━━━ DATA PROVIDED ━━━

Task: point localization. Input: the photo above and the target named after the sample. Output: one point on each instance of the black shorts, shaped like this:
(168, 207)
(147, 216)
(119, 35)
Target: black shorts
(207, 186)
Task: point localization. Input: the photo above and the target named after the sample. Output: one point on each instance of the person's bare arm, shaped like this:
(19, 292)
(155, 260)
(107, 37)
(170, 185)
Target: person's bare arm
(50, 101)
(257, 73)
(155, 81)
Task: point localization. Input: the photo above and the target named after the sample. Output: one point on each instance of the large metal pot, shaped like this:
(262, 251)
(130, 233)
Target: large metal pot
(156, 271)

━━━
━━━ DATA PROVIDED ━━━

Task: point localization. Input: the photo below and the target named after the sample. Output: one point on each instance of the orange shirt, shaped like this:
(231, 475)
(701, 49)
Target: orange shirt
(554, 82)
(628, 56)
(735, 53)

━━━

● **THE TASK**: Whenever the word "point" shows up in a line above, copy that line.

● **PROBLEM SOLUTION**:
Task: point localization. Input: the photo above and the target named after the sample. Output: one point on each instance of the black shorts, shaped like this:
Task: point localization. Input: the photo above and the target named after the sample. Output: one point on each instance of the person's bare arm, shaped like this:
Task: point localization. Input: the photo above and the target named after the sample. Output: one point on each instance of the large metal pot, shaped like this:
Task: point localization. Input: the photo below and the target named after the sample. Output: one point on each instance of the orange shirt, shaped like this:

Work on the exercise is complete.